**DOCUMENT EXTRACT**
[Start of section]
Navigating the Trade Show Landscape: Insights from Doug Foley, President of Giant Goat

Trade shows are experiencing a resurgence following the challenges posed by the COVID-19 pandemic. However, companies continue to grapple with familiar obstacles as they navigate these events. We sat down with Giant Goat President, Doug Foley, to discuss the common struggles companies face during trade shows and explore strategies for creating impactful experiences for attendees. Doug shares his expertise on pre-show planning, techniques for engaging visitors during the event, and the critical importance of post-show follow-up.

Q: Could you tell us about some of the challenges companies face as trade shows regain popularity after the pandemic?

A: It’s ironic that companies struggle with the same issues both pre and post COVID. Poor booth attendance, lack of engagement, and inconsistent experiences continue to hinder their success. Walking through a trade show can be frustrating, with booths resembling high school hallways divided into cliques. Some booths have salespeople huddled in corners, while others have overeager staff in your face. The key problem is that many companies fail to view trade shows as experiences and neglect proper planning. By clarifying their goals and reverse engineering the process, they can address these challenges effectively.

Q: What should companies do to create impactful trade show experiences, considering their goals and the preferences of attendees?
[End of section]
**INPUT DATA**
[Start of section]
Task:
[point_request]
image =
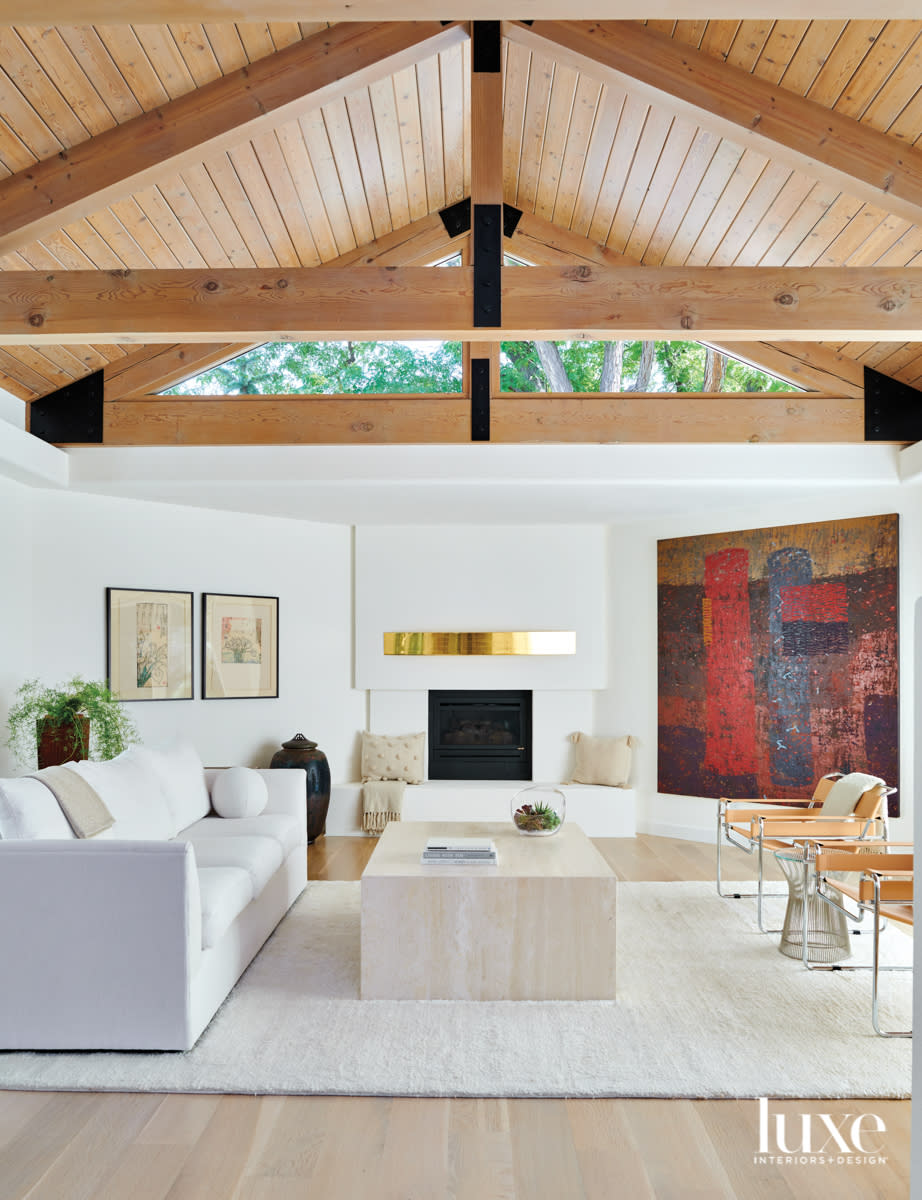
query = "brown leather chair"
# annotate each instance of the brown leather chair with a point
(782, 823)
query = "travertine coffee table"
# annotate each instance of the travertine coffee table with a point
(539, 925)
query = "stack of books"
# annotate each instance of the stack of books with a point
(467, 851)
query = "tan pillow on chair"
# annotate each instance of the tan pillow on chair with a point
(393, 757)
(602, 760)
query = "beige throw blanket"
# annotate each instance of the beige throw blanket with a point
(79, 803)
(382, 801)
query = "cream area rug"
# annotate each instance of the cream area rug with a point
(705, 1007)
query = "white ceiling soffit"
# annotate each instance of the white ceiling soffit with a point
(478, 484)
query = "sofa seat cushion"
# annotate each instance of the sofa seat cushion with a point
(288, 831)
(259, 857)
(226, 892)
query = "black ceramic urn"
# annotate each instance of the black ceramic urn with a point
(300, 751)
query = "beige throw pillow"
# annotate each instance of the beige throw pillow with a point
(602, 760)
(388, 757)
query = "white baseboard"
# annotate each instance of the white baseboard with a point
(686, 833)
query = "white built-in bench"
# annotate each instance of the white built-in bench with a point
(599, 811)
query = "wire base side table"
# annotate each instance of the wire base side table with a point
(827, 931)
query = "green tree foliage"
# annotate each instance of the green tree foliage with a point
(381, 367)
(328, 367)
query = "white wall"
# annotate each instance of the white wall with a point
(484, 577)
(16, 599)
(84, 544)
(629, 706)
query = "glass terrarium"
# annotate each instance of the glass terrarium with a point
(538, 811)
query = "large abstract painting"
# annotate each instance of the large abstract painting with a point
(778, 658)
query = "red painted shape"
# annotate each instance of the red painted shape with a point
(730, 747)
(815, 603)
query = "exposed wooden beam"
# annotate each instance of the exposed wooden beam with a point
(251, 305)
(687, 417)
(860, 160)
(47, 12)
(87, 177)
(367, 420)
(286, 420)
(156, 367)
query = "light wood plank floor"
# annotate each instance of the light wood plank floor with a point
(84, 1146)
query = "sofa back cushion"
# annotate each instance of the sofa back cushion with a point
(132, 793)
(28, 809)
(181, 778)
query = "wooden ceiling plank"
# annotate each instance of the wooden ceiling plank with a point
(390, 149)
(789, 202)
(37, 89)
(196, 51)
(844, 61)
(433, 155)
(746, 177)
(779, 124)
(220, 114)
(818, 202)
(287, 201)
(560, 109)
(590, 94)
(291, 143)
(66, 75)
(451, 82)
(226, 46)
(360, 130)
(263, 203)
(713, 184)
(597, 157)
(210, 203)
(407, 100)
(683, 190)
(161, 216)
(809, 57)
(632, 123)
(339, 131)
(516, 65)
(669, 168)
(735, 304)
(133, 220)
(31, 133)
(256, 39)
(286, 420)
(192, 221)
(540, 78)
(90, 52)
(285, 33)
(779, 48)
(756, 207)
(885, 57)
(240, 209)
(632, 418)
(133, 65)
(328, 180)
(748, 43)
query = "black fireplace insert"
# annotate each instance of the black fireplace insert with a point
(479, 735)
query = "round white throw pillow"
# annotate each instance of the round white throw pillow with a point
(239, 792)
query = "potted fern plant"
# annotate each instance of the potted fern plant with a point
(78, 719)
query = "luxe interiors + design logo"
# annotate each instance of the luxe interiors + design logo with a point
(821, 1138)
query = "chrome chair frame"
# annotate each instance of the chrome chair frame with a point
(797, 816)
(876, 876)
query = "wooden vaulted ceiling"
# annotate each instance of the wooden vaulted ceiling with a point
(674, 151)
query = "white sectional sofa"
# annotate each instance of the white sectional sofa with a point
(131, 940)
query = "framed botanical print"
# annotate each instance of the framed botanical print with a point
(239, 647)
(149, 643)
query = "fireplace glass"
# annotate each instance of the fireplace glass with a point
(480, 735)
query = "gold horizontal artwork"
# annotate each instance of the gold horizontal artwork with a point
(532, 642)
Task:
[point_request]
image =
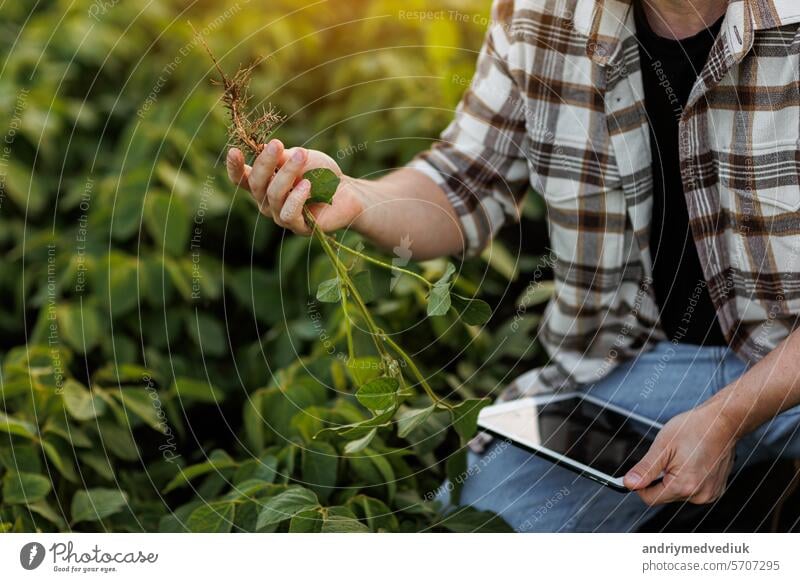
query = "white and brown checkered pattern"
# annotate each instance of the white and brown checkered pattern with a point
(557, 104)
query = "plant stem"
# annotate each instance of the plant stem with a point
(341, 271)
(378, 262)
(422, 381)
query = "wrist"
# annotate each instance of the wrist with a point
(725, 418)
(359, 190)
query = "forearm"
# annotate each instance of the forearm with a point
(763, 392)
(408, 208)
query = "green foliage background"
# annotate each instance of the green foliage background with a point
(164, 365)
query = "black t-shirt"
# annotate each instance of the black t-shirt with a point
(669, 70)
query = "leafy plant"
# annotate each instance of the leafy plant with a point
(384, 394)
(166, 365)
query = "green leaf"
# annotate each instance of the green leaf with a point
(378, 394)
(190, 390)
(22, 458)
(444, 280)
(411, 418)
(253, 420)
(46, 511)
(264, 469)
(363, 283)
(536, 294)
(167, 220)
(214, 517)
(359, 445)
(60, 460)
(386, 471)
(140, 402)
(324, 183)
(471, 311)
(117, 283)
(329, 291)
(375, 512)
(286, 505)
(308, 521)
(456, 470)
(80, 402)
(208, 333)
(439, 300)
(319, 467)
(79, 325)
(95, 504)
(221, 463)
(24, 487)
(341, 520)
(18, 427)
(364, 369)
(465, 417)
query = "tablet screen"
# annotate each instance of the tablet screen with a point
(588, 433)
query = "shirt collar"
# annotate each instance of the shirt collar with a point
(605, 24)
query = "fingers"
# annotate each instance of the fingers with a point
(238, 171)
(647, 470)
(291, 214)
(264, 171)
(657, 494)
(681, 488)
(280, 185)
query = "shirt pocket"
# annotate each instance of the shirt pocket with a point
(760, 201)
(764, 179)
(587, 216)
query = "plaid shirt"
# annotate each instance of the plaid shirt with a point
(557, 104)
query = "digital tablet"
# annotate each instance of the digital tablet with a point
(596, 439)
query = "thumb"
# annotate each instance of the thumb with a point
(647, 470)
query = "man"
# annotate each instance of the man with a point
(663, 135)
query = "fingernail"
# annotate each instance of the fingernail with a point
(287, 211)
(633, 478)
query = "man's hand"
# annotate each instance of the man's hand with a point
(694, 452)
(276, 183)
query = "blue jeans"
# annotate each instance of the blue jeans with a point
(534, 495)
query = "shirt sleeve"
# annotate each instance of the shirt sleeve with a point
(480, 160)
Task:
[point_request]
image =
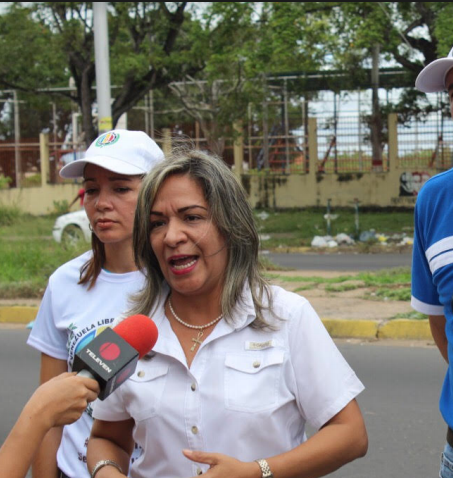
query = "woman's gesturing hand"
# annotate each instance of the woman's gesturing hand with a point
(224, 466)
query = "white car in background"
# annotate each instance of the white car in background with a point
(72, 228)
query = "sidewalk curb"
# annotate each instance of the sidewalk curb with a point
(401, 329)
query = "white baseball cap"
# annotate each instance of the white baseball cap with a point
(432, 77)
(121, 151)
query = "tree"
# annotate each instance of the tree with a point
(242, 45)
(145, 46)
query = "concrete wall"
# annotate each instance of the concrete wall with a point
(381, 189)
(266, 190)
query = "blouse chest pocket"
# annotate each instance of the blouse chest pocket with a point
(252, 380)
(147, 389)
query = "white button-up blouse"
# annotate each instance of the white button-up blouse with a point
(248, 393)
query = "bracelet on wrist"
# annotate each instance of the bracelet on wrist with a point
(102, 463)
(265, 470)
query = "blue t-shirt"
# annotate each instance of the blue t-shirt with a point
(432, 265)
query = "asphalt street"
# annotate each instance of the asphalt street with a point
(340, 261)
(400, 403)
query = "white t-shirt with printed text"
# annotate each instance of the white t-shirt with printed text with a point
(69, 317)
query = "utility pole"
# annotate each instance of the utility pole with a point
(17, 157)
(101, 55)
(376, 121)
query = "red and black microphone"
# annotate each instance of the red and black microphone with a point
(111, 357)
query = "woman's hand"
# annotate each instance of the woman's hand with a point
(224, 466)
(62, 399)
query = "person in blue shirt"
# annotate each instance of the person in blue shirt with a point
(432, 262)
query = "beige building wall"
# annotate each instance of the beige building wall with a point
(40, 200)
(379, 189)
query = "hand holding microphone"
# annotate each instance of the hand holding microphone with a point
(111, 357)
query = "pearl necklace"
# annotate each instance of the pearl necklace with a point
(197, 340)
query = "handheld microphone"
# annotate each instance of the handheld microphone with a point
(111, 357)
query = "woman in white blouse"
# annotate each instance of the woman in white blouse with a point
(240, 366)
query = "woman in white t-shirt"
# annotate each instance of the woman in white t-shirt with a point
(86, 294)
(239, 367)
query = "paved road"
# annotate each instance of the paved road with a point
(406, 432)
(341, 262)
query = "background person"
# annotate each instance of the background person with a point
(58, 402)
(432, 262)
(240, 366)
(85, 295)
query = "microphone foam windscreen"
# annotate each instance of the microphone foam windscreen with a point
(139, 331)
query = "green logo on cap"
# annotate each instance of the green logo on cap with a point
(107, 139)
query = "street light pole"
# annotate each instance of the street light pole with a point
(101, 55)
(17, 156)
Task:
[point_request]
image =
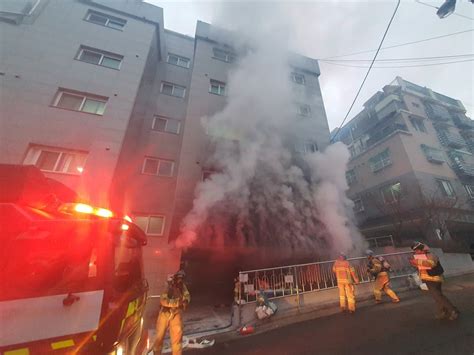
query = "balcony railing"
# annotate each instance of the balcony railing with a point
(452, 140)
(381, 133)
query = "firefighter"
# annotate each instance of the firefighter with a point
(346, 278)
(378, 267)
(172, 302)
(431, 273)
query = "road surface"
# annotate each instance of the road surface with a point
(405, 328)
[End of section]
Please quote the trade show interview in full, word for word. The listing comes from a different source than the trade show interview.

Navigating the Trade Show Landscape: Insights from Doug Foley, President of Giant Goat

Trade shows are experiencing a resurgence following the challenges posed by the COVID-19 pandemic. However, companies continue to grapple with familiar obstacles as they navigate these events. We sat down with Giant Goat President, Doug Foley, to discuss the common struggles companies face during trade shows and explore strategies for creating impactful experiences for attendees. Doug shares his expertise on pre-show planning, techniques for engaging visitors during the event, and the critical importance of post-show follow-up.

Q: Could you tell us about some of the challenges companies face as trade shows regain popularity after the pandemic?

A: It’s ironic that companies struggle with the same issues both pre and post COVID. Poor booth attendance, lack of engagement, and inconsistent experiences continue to hinder their success. Walking through a trade show can be frustrating, with booths resembling high school hallways divided into cliques. Some booths have salespeople huddled in corners, while others have overeager staff in your face. The key problem is that many companies fail to view trade shows as experiences and neglect proper planning. By clarifying their goals and reverse engineering the process, they can address these challenges effectively.

Q: What should companies do to create impactful trade show experiences, considering their goals and the preferences of attendees?